◆ Page:
_ _ _ _

All men are created equal but not MDF. What gives here? I no there is a difference but don't know what so it will not be long and someone will answer your question. So welcome to the forum, it's a great place.


----------



## Cherryville Chuck (Sep 28, 2010)

I know of 3 grades. There's lite which you feel when you lift the sheet. It's not nearly as dense and doesn't rout great. Then there is the regular and a denser (I suspect) grade that is used for cabinet doors that does rout well. I'm not in the habit of making cabinet doors out of mdf but one of my uncles who is a professional woodworker does regularly. I really only know what I've seen him working with.


----------



## DesertRatTom (Jul 3, 2012)

DerSchuhmacher said:


> Well, this is not good news. I just bought a primed MDF 1" x 2" to make a picture frame..guess I should have bought real wood?


My wife's an artist so I make a lot of picture frames. I would never consider making a frame of MDF. It is far too fragile. I do use a fair amount of pine, but prefer other hard woods for the most part. 

I now mill some of my own frame material, sometimes mixing woods. To allow for the thickness of the canvas stretcher, I usually use pine cut to size, glued to the back of the frame. If the frame is pretty wide, I won't run the thickness piece the full width. But if I miter that back piece, I will cut in a spline in the corners for strength, and that is always a good hard wood. Sometimes I cheat and lay the ends of the thickness piece across the front miter to add strength, particularly if the front piece isn't really thick enough for a spline.


----------



## 197761 (May 2, 2017)

_ _ _ _

◆ Data entries:
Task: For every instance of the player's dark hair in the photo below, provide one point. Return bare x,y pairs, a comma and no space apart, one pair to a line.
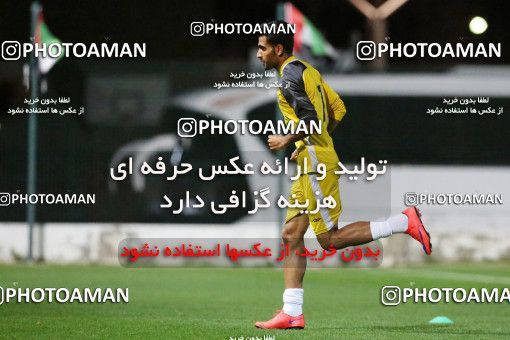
285,39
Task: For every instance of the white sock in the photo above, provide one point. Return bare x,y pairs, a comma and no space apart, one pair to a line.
394,224
293,301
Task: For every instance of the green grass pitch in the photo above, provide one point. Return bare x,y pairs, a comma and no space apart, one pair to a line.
219,303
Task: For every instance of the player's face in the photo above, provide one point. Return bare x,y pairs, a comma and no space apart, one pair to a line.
266,54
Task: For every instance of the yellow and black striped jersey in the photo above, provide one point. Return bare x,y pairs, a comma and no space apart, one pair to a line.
304,95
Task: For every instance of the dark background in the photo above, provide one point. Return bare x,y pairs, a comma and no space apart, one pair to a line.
73,153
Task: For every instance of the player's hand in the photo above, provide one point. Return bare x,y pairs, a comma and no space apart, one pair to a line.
277,142
293,157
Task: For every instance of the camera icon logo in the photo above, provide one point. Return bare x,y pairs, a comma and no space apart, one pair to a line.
5,199
390,295
410,198
187,127
197,28
11,50
365,50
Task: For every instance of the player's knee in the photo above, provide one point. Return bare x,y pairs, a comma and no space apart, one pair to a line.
325,240
291,235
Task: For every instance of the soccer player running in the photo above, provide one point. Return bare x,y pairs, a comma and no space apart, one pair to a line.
305,96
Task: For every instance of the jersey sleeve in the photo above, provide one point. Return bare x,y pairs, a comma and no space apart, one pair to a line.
336,105
294,91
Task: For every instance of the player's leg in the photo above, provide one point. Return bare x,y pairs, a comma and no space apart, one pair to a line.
357,233
294,267
325,221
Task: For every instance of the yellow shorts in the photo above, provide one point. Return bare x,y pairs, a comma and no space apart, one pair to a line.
308,187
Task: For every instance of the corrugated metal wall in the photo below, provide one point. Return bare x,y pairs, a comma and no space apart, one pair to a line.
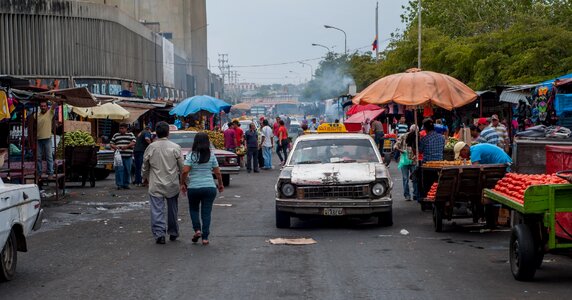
48,45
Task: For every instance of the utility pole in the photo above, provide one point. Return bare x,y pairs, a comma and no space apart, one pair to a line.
222,66
376,30
419,37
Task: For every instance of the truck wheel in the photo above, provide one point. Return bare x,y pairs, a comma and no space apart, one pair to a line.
523,258
101,174
385,219
437,218
225,180
8,258
282,219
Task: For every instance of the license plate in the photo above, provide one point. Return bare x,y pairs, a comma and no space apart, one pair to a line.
333,211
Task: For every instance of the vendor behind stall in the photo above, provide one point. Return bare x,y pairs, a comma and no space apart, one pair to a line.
484,154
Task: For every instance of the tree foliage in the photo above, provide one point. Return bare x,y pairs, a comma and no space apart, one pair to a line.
483,43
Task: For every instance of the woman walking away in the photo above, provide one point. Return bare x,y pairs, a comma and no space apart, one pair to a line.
198,183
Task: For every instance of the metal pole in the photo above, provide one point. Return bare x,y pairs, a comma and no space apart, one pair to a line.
376,30
419,37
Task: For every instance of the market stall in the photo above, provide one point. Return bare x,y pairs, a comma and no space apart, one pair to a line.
22,129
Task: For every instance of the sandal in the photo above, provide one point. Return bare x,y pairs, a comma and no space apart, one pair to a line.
196,237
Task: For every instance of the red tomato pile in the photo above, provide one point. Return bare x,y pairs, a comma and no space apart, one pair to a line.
432,191
513,185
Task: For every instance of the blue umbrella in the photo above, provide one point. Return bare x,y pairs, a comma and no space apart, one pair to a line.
197,103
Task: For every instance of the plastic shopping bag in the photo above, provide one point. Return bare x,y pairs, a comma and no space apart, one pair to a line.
117,160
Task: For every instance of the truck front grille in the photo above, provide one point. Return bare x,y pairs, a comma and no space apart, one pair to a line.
340,191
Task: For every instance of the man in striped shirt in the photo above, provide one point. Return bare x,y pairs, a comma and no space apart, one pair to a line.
502,132
402,127
488,134
124,142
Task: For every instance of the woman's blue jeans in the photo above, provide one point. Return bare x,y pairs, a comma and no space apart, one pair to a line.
406,171
200,208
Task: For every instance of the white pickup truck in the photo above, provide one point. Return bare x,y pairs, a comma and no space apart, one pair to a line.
20,213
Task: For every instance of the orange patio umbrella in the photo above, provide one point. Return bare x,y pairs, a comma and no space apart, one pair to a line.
416,87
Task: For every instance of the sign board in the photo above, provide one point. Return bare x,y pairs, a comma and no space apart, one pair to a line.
168,63
70,126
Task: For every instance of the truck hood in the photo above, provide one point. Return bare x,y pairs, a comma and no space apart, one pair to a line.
333,174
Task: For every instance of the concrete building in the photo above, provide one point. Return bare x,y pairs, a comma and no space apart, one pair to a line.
101,44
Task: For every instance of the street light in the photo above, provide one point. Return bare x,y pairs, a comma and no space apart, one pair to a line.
345,37
320,45
311,69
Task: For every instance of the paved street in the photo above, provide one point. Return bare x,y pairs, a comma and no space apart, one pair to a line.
97,245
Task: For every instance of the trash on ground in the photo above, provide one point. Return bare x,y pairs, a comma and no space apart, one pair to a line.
294,241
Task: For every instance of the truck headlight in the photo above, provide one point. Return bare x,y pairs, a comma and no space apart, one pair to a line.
378,189
288,190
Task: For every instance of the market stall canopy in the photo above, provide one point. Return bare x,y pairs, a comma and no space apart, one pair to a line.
134,114
78,97
242,106
195,104
363,116
359,108
104,111
416,87
516,94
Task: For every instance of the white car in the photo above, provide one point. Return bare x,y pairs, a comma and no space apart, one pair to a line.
334,174
20,213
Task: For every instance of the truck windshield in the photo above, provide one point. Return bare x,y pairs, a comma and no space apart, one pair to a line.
333,151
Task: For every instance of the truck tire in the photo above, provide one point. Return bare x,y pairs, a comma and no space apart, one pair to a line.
523,258
282,219
101,174
8,258
385,219
225,180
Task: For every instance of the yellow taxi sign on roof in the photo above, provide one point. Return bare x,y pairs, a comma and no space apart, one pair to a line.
331,128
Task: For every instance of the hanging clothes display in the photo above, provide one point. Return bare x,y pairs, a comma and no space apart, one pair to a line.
4,108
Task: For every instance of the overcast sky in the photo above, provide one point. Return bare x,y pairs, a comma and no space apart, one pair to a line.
260,32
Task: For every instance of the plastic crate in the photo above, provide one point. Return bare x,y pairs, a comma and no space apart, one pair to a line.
562,103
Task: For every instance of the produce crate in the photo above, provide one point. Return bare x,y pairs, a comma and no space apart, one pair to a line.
537,226
459,192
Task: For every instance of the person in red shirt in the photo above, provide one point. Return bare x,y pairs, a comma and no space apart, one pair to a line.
239,133
282,148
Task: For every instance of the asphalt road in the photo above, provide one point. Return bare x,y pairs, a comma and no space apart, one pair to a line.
97,244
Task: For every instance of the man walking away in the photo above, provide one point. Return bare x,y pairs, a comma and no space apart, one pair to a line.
162,167
124,142
377,128
45,119
267,145
230,138
143,141
282,148
251,140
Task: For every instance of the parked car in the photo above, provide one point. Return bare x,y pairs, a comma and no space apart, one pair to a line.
20,213
228,161
334,174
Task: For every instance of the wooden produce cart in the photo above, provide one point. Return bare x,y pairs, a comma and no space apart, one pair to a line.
535,231
459,192
80,163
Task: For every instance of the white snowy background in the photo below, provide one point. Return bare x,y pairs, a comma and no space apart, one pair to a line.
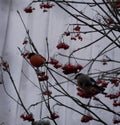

_ _ _ _

◆ Exercise:
Answer these questions from the MDF thread:
1. How many grades of MDF does Cherryville Chuck say he knows of?
2. What reason does DesertRatTom give for never making a picture frame of MDF?
3. What does DesertRatTom cut into the corners when he miters the back piece?
The listing is separate material and is unrelated to the MDF thread.

◆ Reply to the exercise:
1. Three.
2. It is far too fragile.
3. A spline, for strength.